● **Work to complete**
Quote, word for word, every line starting at the line that contains "In this picture, where can the thumb" and ending with the last line of the records; include both of these lines and no others.
==================================================
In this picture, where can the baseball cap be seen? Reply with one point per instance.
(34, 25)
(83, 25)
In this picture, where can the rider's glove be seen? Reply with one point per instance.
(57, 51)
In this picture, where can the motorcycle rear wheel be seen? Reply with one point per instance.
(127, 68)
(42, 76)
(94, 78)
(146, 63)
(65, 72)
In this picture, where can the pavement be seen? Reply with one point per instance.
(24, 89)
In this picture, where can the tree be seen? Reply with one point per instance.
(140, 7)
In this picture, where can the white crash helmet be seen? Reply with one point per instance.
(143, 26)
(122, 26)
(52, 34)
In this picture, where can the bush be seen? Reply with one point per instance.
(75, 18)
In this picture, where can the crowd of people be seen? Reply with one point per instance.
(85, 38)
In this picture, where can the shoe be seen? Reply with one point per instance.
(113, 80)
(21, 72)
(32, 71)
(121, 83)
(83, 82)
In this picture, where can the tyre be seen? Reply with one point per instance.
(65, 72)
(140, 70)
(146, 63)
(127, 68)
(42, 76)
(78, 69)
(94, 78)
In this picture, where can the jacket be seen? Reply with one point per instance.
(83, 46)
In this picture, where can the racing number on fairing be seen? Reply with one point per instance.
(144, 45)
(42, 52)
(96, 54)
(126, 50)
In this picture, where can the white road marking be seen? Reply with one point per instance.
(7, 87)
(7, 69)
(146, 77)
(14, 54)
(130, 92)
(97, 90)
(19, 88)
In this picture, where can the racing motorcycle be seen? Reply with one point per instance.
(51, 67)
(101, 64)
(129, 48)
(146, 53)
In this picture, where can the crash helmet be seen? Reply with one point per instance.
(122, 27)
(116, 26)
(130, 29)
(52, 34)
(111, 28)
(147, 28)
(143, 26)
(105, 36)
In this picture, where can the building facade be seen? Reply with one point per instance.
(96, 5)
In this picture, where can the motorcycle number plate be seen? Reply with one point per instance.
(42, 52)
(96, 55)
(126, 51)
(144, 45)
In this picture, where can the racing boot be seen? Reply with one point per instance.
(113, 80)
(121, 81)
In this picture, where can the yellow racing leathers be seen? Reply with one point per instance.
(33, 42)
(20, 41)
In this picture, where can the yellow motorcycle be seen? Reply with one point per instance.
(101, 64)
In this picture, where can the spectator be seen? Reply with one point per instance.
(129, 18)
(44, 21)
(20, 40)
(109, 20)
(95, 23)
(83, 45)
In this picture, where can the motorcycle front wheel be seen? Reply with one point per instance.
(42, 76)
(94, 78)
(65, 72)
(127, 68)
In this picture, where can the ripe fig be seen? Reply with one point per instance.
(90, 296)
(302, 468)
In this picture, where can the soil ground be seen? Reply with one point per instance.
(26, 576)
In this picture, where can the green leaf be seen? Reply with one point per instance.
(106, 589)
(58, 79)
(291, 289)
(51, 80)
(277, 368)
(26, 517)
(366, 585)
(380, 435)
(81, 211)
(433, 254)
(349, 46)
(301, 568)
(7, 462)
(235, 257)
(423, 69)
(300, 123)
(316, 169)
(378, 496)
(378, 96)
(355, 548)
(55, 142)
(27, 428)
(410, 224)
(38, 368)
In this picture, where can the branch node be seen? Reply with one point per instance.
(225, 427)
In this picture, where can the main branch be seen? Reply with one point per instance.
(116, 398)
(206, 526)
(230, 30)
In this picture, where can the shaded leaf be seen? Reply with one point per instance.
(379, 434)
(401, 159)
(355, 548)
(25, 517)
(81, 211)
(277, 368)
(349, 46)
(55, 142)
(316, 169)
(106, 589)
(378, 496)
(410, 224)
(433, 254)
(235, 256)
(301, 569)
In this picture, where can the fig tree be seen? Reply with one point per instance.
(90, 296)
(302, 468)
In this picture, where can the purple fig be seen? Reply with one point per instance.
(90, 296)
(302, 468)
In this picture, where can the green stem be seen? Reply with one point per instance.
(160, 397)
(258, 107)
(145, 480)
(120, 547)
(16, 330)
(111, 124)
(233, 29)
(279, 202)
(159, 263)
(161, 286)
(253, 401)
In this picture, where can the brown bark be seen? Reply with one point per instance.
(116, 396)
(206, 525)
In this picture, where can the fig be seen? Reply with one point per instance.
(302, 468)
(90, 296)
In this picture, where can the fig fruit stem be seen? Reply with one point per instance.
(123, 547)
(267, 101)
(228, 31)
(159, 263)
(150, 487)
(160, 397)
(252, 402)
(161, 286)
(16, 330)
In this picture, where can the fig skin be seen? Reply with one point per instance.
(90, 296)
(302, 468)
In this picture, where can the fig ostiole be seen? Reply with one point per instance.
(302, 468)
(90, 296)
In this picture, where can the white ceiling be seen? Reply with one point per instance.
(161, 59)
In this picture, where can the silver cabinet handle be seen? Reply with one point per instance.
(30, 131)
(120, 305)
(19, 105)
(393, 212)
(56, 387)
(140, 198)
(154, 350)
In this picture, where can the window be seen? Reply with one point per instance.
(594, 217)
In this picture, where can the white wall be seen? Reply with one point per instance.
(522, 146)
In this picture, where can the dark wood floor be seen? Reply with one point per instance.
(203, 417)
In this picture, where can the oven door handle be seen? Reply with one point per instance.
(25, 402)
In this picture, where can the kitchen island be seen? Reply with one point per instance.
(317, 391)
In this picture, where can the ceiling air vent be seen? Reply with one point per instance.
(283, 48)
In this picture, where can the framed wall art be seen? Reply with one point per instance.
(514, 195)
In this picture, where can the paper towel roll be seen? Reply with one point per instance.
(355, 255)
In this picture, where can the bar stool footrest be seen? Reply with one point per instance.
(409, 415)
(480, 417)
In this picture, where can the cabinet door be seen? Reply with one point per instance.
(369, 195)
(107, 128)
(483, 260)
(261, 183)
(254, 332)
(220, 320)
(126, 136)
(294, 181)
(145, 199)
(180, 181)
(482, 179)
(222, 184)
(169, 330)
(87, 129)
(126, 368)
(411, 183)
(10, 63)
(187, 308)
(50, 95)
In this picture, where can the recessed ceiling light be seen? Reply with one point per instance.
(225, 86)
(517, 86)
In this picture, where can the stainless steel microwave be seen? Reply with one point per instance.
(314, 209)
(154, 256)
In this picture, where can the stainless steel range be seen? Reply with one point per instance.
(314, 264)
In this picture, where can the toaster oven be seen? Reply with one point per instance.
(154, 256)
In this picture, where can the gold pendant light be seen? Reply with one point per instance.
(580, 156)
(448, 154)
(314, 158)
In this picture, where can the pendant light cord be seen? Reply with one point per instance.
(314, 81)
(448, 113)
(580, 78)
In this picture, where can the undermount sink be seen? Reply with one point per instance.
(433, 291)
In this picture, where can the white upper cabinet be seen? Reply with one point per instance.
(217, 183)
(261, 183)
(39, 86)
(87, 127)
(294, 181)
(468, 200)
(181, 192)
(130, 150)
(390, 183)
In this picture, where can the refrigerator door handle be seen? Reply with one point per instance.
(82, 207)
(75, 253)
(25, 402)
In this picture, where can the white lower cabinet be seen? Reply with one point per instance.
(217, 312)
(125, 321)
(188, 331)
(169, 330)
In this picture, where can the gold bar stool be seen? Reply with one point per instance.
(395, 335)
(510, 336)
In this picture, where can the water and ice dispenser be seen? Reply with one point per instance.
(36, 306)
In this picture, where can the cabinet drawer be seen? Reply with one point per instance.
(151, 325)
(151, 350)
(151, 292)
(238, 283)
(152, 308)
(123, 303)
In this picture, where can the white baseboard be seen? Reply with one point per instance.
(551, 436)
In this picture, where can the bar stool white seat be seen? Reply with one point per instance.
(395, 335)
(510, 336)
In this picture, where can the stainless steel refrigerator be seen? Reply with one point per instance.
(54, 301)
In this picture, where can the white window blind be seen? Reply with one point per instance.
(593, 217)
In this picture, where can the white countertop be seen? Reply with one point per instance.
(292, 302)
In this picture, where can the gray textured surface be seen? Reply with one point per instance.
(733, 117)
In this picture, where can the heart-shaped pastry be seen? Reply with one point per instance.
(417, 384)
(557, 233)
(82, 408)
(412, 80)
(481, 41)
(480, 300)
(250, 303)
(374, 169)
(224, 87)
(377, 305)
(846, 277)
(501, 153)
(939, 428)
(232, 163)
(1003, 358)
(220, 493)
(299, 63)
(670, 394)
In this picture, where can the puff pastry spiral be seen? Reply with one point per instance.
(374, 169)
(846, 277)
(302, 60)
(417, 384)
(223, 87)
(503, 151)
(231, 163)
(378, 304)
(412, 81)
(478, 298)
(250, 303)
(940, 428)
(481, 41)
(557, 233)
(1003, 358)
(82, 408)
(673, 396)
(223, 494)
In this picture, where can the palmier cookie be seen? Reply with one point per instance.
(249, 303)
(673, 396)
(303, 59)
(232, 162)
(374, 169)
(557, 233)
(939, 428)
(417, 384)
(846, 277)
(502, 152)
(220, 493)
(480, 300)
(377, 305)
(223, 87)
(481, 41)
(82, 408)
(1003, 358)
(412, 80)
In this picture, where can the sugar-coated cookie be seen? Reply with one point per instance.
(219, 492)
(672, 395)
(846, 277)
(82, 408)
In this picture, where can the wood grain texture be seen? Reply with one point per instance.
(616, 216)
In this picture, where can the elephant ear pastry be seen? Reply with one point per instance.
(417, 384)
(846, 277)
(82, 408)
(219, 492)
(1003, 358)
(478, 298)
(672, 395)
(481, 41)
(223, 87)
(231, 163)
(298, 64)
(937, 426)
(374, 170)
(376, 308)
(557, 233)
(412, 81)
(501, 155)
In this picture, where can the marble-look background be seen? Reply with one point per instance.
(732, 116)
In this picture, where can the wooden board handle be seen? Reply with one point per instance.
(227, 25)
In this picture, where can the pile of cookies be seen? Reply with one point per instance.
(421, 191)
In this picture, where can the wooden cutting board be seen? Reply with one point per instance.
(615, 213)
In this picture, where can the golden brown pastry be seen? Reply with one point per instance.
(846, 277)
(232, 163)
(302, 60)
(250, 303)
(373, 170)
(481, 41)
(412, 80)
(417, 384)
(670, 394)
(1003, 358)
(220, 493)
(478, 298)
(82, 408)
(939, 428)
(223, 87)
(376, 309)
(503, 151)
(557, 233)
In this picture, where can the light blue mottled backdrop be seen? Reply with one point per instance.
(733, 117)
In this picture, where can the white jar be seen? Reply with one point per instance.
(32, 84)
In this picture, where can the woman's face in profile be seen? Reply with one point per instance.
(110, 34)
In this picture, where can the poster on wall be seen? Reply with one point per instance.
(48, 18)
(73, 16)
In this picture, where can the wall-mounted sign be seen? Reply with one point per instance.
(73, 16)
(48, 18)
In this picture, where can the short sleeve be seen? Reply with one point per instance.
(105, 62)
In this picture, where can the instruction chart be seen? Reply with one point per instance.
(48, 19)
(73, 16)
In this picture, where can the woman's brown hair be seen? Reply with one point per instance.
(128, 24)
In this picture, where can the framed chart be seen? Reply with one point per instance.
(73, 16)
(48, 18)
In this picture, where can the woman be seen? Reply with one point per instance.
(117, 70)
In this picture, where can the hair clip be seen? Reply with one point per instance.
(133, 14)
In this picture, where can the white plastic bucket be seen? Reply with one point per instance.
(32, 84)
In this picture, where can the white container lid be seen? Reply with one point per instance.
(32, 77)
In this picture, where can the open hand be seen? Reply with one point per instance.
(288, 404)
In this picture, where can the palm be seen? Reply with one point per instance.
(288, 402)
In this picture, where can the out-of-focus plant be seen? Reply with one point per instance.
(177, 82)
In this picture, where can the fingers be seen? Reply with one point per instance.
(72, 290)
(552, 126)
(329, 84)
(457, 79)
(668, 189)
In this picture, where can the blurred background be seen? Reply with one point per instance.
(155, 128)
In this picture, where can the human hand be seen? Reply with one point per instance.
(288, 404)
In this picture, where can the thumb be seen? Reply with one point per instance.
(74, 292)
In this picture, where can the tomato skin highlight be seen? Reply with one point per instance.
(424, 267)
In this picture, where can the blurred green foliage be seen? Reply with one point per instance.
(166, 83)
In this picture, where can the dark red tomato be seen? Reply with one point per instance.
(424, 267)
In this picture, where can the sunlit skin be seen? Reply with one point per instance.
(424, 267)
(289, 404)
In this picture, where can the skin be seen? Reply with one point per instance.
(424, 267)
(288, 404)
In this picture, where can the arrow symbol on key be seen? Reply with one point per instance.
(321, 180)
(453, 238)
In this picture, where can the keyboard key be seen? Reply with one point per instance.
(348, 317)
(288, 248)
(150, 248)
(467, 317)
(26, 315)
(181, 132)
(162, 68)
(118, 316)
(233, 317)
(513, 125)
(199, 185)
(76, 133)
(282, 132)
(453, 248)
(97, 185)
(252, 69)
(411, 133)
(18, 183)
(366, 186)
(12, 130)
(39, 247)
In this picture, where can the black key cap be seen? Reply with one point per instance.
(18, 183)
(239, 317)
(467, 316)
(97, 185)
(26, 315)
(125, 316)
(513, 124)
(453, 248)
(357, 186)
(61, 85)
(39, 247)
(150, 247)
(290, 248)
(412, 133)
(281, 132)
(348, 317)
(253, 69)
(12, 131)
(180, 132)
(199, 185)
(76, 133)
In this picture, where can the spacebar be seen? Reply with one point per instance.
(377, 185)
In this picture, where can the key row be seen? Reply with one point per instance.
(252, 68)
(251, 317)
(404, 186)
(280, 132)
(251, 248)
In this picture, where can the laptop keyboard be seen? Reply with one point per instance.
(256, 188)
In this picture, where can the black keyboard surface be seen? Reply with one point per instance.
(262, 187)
==================================================
● **Result for this exercise**
In this picture, where can the thumb be seen? Reply with one point per instance.
(74, 292)
In this picture, where can the tomato skin highlight be seen? Reply with one point per instance.
(424, 267)
In this picture, where can the blurred green foliage be seen? Reply with one point per instance.
(166, 83)
In this picture, where can the dark red tomato be seen? Reply with one point per instance.
(424, 267)
In this picture, where can the sunlit skin be seen? Reply with one point per instance.
(424, 267)
(289, 404)
In this picture, where can the skin be seen? Reply with one point per instance.
(424, 267)
(288, 404)
In this picture, where can the arrow symbol on key be seen? Reply with one point per instance.
(321, 180)
(453, 238)
In this picture, where can the keyboard key be seen? Reply with one point per instance.
(348, 317)
(288, 248)
(150, 248)
(467, 317)
(26, 315)
(181, 132)
(162, 68)
(118, 316)
(233, 317)
(513, 125)
(199, 185)
(76, 133)
(282, 132)
(453, 248)
(97, 185)
(252, 69)
(411, 133)
(18, 183)
(366, 186)
(12, 130)
(39, 247)
In this picture, where can the black key cap be seen? Reply with one point per instance.
(18, 183)
(239, 317)
(467, 316)
(97, 185)
(26, 315)
(125, 316)
(513, 124)
(453, 248)
(357, 186)
(61, 85)
(39, 247)
(150, 247)
(290, 248)
(412, 133)
(281, 132)
(348, 317)
(253, 69)
(12, 131)
(180, 132)
(199, 185)
(76, 133)
In this picture, where can the spacebar be seen? Reply with one point per instance.
(377, 185)
In this picture, where can the key row be seen? Reply with one point per instance.
(252, 68)
(251, 317)
(404, 186)
(280, 132)
(251, 248)
In this picture, where can the laptop keyboard be seen? Reply with one point per instance.
(256, 188)
In this picture, where can the black keyboard surface be seen? Reply with one point per instance.
(262, 187)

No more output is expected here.